Work to complete: Beginning with the line that contains "the pond and record the coordinates.", reproduce the remaining lines of the material exactly, up to and including the last one, but no pictures.

##############################

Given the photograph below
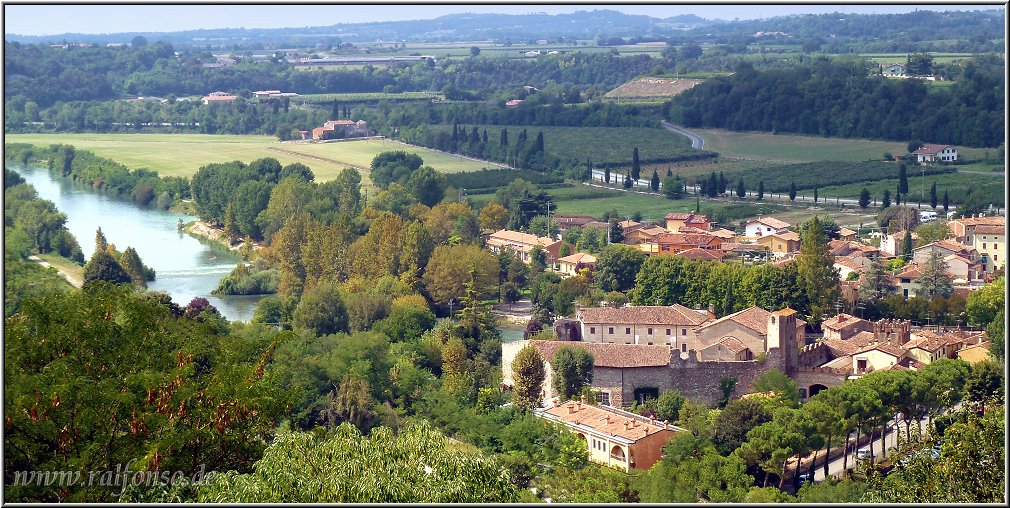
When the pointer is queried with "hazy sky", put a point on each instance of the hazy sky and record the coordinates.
(54, 19)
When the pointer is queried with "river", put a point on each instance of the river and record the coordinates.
(186, 268)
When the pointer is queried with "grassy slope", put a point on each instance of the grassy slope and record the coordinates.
(183, 155)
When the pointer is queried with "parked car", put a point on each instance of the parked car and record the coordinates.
(863, 453)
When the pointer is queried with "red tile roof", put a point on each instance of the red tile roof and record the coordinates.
(930, 149)
(611, 356)
(701, 254)
(676, 314)
(607, 421)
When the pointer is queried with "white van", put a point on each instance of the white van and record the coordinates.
(863, 453)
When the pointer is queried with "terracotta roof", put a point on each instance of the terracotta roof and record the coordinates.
(730, 342)
(684, 238)
(505, 235)
(611, 356)
(673, 315)
(722, 233)
(679, 216)
(579, 258)
(573, 219)
(771, 222)
(606, 421)
(840, 321)
(990, 229)
(911, 271)
(886, 347)
(754, 318)
(930, 149)
(701, 254)
(984, 220)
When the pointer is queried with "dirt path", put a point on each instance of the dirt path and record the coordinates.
(77, 283)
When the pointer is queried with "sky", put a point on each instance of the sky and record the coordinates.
(38, 19)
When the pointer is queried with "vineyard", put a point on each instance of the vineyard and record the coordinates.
(823, 174)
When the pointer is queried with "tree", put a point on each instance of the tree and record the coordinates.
(448, 268)
(321, 311)
(230, 226)
(101, 244)
(527, 378)
(935, 281)
(415, 466)
(635, 165)
(906, 246)
(103, 267)
(616, 234)
(669, 404)
(818, 277)
(427, 186)
(573, 370)
(874, 282)
(673, 187)
(493, 217)
(732, 423)
(617, 267)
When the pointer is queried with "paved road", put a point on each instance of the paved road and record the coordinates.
(71, 280)
(697, 142)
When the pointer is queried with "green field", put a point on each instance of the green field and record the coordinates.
(804, 148)
(612, 145)
(183, 155)
(956, 185)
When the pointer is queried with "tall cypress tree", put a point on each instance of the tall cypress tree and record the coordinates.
(635, 165)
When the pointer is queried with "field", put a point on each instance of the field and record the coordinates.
(611, 145)
(652, 88)
(956, 185)
(183, 155)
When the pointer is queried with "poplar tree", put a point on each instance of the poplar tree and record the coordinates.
(816, 269)
(527, 379)
(635, 165)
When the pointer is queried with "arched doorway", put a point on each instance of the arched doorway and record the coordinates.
(814, 389)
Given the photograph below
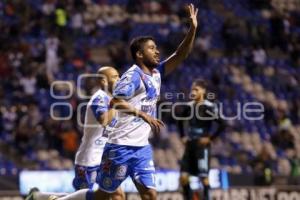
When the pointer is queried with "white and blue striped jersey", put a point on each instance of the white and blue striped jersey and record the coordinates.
(92, 144)
(141, 91)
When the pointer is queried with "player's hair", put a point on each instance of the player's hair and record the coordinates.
(201, 83)
(137, 44)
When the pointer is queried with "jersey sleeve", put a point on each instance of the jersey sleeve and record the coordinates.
(99, 105)
(127, 85)
(161, 68)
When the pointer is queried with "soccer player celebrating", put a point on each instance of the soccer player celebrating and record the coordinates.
(97, 116)
(197, 137)
(127, 152)
(88, 157)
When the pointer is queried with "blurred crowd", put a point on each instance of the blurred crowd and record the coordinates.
(247, 50)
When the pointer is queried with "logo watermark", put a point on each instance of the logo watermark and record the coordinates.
(172, 102)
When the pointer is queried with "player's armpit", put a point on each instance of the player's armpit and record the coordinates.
(107, 117)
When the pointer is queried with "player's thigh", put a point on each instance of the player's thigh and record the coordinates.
(145, 192)
(143, 171)
(188, 164)
(118, 194)
(203, 161)
(85, 177)
(99, 194)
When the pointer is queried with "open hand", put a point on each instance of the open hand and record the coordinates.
(193, 12)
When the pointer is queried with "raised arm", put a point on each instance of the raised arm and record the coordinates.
(186, 45)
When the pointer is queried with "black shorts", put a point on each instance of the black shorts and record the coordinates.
(196, 159)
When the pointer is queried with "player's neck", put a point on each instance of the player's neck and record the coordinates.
(145, 69)
(199, 101)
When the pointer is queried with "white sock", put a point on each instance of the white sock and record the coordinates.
(47, 195)
(78, 195)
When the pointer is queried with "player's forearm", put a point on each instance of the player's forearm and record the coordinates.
(107, 117)
(186, 45)
(124, 107)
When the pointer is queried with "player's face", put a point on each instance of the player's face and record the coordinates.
(197, 93)
(150, 54)
(113, 77)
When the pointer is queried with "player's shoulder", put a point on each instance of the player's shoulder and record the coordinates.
(208, 103)
(99, 94)
(133, 72)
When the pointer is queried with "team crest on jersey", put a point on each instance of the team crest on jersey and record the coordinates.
(121, 172)
(111, 154)
(106, 166)
(99, 142)
(107, 182)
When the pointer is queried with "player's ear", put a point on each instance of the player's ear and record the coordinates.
(139, 54)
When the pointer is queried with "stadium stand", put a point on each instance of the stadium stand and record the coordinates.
(248, 50)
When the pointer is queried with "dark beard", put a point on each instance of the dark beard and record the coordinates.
(150, 64)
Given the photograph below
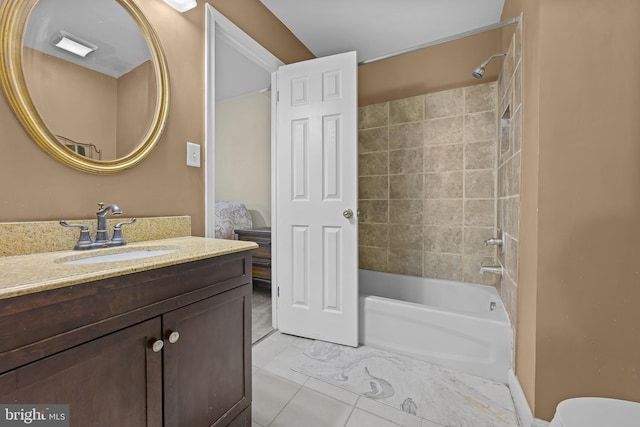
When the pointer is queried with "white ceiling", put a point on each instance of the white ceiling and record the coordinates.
(376, 28)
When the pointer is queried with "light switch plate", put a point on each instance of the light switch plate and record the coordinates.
(193, 154)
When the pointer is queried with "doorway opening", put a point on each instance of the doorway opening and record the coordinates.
(238, 149)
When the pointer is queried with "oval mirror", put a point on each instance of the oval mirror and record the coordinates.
(87, 79)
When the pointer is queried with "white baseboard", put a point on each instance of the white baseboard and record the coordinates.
(523, 411)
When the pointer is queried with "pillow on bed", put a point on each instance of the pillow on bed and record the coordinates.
(231, 216)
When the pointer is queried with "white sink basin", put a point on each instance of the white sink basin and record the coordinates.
(120, 256)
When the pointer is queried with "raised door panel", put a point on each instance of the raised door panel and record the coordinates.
(316, 235)
(115, 380)
(207, 371)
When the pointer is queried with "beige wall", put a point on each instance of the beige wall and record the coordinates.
(136, 106)
(427, 172)
(579, 286)
(42, 189)
(444, 66)
(243, 143)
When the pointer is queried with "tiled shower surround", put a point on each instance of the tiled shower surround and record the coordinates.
(509, 166)
(427, 184)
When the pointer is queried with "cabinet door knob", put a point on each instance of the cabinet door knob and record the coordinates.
(157, 345)
(174, 337)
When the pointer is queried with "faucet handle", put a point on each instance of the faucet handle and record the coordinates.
(84, 242)
(118, 238)
(119, 225)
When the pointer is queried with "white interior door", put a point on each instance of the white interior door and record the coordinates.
(316, 237)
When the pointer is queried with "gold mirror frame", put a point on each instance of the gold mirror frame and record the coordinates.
(13, 19)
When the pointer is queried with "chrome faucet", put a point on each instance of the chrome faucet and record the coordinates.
(102, 235)
(491, 269)
(494, 241)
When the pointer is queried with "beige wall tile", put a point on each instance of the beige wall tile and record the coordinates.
(405, 135)
(373, 211)
(445, 103)
(512, 216)
(443, 239)
(479, 213)
(474, 242)
(502, 181)
(406, 110)
(406, 186)
(376, 163)
(480, 126)
(373, 187)
(373, 235)
(505, 135)
(444, 131)
(443, 212)
(441, 158)
(373, 140)
(516, 130)
(373, 116)
(408, 237)
(413, 218)
(405, 211)
(513, 175)
(405, 262)
(480, 155)
(480, 97)
(443, 185)
(405, 161)
(442, 266)
(479, 184)
(372, 258)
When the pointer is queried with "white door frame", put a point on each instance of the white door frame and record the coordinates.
(218, 27)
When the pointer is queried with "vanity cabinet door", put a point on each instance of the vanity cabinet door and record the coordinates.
(207, 370)
(115, 380)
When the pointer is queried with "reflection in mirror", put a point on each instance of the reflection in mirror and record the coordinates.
(99, 103)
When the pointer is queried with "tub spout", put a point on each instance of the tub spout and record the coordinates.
(492, 269)
(494, 241)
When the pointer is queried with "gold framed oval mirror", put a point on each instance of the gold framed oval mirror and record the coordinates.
(61, 97)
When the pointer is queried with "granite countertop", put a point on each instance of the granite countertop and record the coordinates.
(24, 274)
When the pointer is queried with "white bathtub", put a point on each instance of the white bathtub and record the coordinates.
(457, 325)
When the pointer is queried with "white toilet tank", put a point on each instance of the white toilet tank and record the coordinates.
(596, 412)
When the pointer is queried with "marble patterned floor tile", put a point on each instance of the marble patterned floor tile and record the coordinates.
(309, 408)
(265, 351)
(360, 418)
(446, 397)
(271, 394)
(389, 413)
(331, 390)
(281, 364)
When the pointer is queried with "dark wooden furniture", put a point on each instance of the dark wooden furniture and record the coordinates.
(262, 255)
(165, 347)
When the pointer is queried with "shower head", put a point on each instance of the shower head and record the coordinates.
(479, 72)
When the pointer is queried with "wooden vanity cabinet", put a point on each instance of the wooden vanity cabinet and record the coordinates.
(166, 347)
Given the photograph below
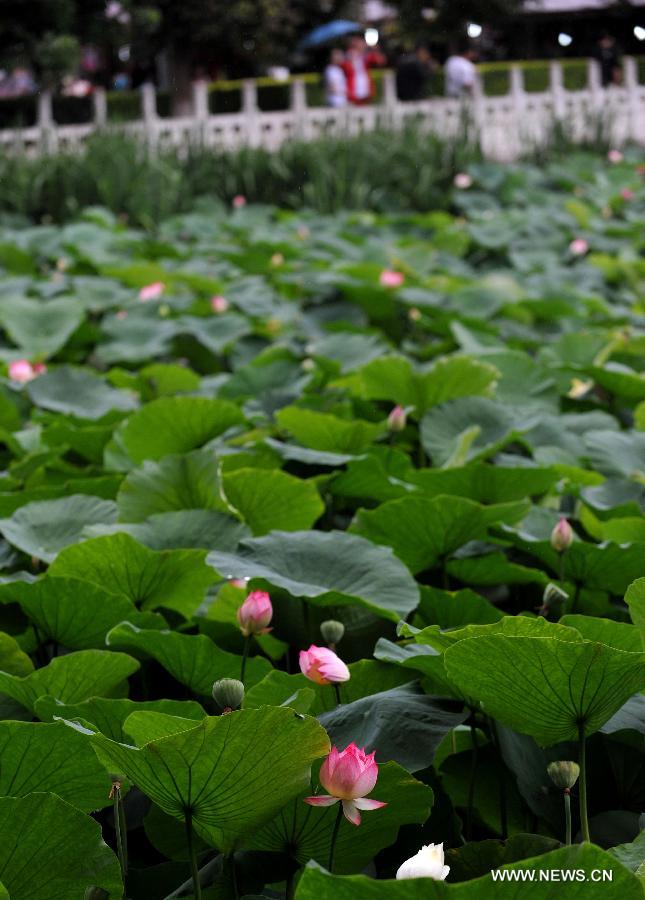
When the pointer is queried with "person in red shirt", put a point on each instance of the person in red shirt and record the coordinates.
(357, 64)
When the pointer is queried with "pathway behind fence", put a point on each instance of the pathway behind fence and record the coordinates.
(506, 125)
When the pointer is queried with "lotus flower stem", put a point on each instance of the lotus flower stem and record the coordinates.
(567, 816)
(197, 888)
(245, 656)
(334, 836)
(582, 761)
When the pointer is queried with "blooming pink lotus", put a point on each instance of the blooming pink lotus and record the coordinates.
(562, 536)
(219, 304)
(463, 181)
(578, 247)
(323, 666)
(22, 371)
(397, 419)
(151, 291)
(255, 613)
(348, 775)
(391, 278)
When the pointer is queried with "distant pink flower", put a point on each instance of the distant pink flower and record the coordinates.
(463, 181)
(219, 304)
(348, 775)
(255, 613)
(321, 665)
(562, 536)
(151, 291)
(397, 419)
(390, 278)
(22, 371)
(578, 247)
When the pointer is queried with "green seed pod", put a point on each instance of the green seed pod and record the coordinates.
(228, 693)
(563, 773)
(332, 631)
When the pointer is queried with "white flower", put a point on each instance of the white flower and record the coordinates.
(428, 863)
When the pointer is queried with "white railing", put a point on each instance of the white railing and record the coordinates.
(506, 124)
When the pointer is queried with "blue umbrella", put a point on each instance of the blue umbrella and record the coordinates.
(329, 32)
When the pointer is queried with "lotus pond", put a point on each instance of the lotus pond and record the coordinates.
(386, 470)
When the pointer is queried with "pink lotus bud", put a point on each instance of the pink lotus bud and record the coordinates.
(348, 775)
(390, 278)
(578, 247)
(321, 665)
(463, 181)
(151, 291)
(397, 419)
(22, 371)
(219, 304)
(255, 613)
(427, 863)
(562, 536)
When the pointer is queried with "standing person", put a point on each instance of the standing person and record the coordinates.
(460, 72)
(608, 57)
(412, 72)
(335, 80)
(356, 65)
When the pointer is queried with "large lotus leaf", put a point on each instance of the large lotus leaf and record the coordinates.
(617, 453)
(78, 392)
(108, 715)
(268, 499)
(469, 428)
(44, 528)
(232, 773)
(12, 658)
(41, 328)
(483, 482)
(205, 529)
(635, 600)
(544, 687)
(422, 531)
(193, 659)
(317, 884)
(305, 832)
(322, 431)
(72, 678)
(176, 425)
(50, 850)
(74, 613)
(331, 567)
(188, 481)
(402, 724)
(174, 579)
(38, 757)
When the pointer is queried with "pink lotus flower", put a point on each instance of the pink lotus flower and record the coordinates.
(22, 371)
(397, 419)
(151, 291)
(255, 613)
(463, 181)
(390, 278)
(562, 536)
(219, 304)
(348, 775)
(321, 665)
(578, 247)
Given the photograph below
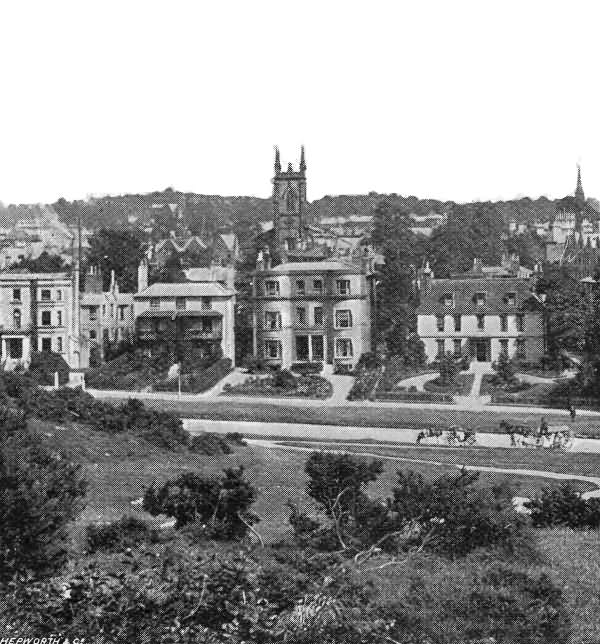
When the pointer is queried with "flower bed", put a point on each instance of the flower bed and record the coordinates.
(461, 386)
(282, 385)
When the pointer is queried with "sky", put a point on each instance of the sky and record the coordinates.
(458, 100)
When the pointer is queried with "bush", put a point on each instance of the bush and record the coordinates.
(43, 366)
(564, 506)
(40, 493)
(126, 532)
(221, 506)
(305, 368)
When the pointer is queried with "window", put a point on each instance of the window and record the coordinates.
(343, 348)
(520, 322)
(343, 287)
(272, 349)
(271, 287)
(441, 348)
(318, 316)
(343, 319)
(272, 320)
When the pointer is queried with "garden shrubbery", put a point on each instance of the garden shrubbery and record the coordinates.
(126, 532)
(564, 506)
(41, 491)
(220, 507)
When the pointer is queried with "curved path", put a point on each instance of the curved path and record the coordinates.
(594, 480)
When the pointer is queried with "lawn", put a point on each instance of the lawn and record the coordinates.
(364, 416)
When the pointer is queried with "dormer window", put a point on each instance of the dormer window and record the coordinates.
(448, 299)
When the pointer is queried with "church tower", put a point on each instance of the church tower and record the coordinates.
(289, 205)
(579, 194)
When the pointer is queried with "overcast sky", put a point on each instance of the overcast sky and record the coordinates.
(452, 99)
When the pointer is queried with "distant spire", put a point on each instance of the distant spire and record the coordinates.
(277, 161)
(579, 194)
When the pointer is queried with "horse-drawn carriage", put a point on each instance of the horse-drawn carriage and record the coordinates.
(549, 437)
(454, 436)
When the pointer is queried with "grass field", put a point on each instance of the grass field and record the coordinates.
(364, 416)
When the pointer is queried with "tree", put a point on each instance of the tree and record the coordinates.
(337, 483)
(45, 263)
(118, 250)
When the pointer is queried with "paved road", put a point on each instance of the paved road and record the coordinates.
(594, 480)
(341, 433)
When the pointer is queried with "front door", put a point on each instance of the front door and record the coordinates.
(481, 351)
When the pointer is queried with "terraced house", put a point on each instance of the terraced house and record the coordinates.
(482, 313)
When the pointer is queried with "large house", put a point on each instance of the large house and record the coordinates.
(480, 315)
(312, 306)
(106, 317)
(192, 320)
(39, 312)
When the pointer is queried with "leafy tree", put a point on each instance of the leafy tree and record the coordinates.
(41, 493)
(118, 250)
(45, 263)
(220, 506)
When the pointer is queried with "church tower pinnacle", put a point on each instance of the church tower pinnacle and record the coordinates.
(579, 194)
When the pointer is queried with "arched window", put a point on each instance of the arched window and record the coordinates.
(290, 200)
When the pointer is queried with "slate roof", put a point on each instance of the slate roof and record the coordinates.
(464, 290)
(185, 289)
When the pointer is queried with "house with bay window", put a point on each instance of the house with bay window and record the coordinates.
(480, 316)
(311, 312)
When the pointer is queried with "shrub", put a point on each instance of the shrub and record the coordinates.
(564, 506)
(40, 493)
(221, 505)
(43, 366)
(126, 532)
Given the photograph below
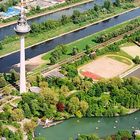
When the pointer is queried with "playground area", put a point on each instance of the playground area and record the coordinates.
(103, 67)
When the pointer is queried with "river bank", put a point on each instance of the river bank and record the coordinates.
(106, 126)
(39, 40)
(47, 12)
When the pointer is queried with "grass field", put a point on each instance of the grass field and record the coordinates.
(132, 50)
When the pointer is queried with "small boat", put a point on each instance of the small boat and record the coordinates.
(97, 128)
(52, 124)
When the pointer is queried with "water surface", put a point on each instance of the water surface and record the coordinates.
(106, 126)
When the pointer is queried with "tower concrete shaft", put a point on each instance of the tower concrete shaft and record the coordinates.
(22, 65)
(22, 28)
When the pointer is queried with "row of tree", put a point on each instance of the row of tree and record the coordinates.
(76, 18)
(107, 36)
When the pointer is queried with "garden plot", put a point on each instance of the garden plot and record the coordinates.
(132, 50)
(103, 67)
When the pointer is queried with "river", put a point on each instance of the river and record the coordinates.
(9, 30)
(7, 62)
(106, 126)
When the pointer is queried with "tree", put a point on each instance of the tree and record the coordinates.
(96, 7)
(3, 82)
(27, 111)
(14, 76)
(64, 90)
(7, 90)
(73, 105)
(107, 4)
(43, 84)
(74, 51)
(64, 19)
(29, 126)
(60, 106)
(1, 46)
(17, 115)
(136, 60)
(118, 3)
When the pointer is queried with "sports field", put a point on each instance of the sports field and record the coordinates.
(103, 67)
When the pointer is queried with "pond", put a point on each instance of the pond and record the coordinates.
(102, 126)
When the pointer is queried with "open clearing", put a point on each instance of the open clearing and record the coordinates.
(103, 67)
(132, 50)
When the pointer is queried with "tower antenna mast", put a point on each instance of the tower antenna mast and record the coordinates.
(22, 28)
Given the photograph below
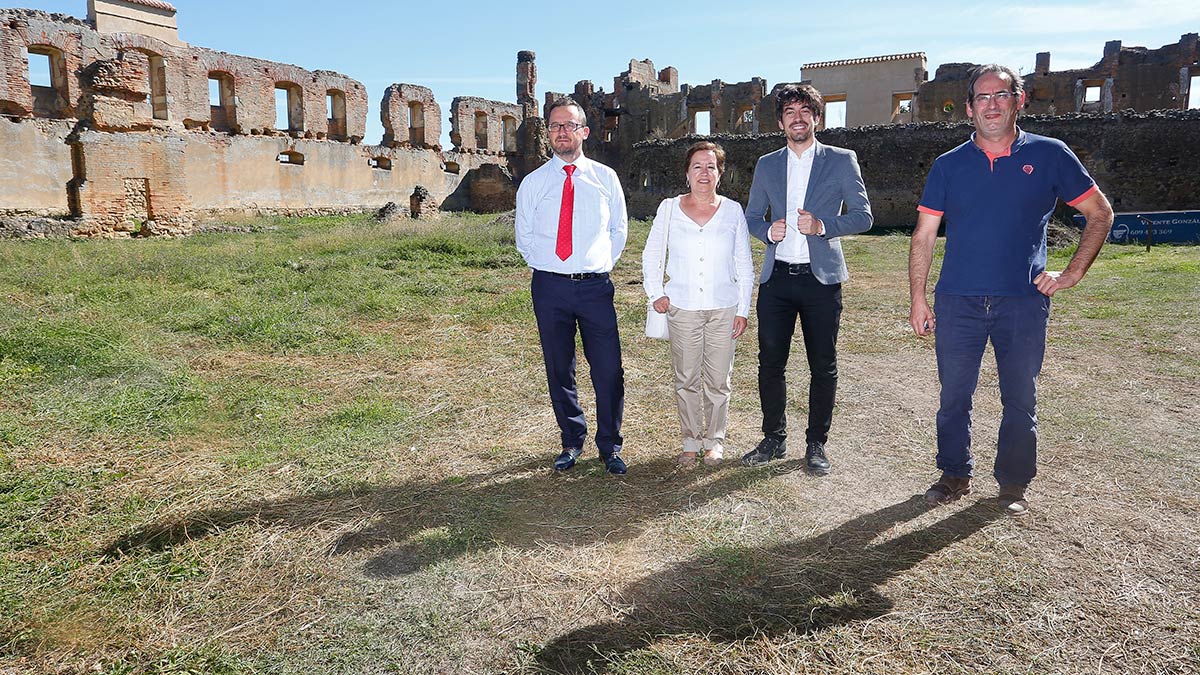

##############################

Answer section:
When the pointer is queried with "pond", put a point on each instance of the pond and record the coordinates.
(102, 126)
When the pointer is queried with "open clearing", put a point on each instance of the open clearing and record the coordinates.
(103, 67)
(132, 50)
When the pointer is queried with "tower antenna mast", put a point on each instance of the tower antenna mast and record the coordinates.
(22, 28)
Given the photograph below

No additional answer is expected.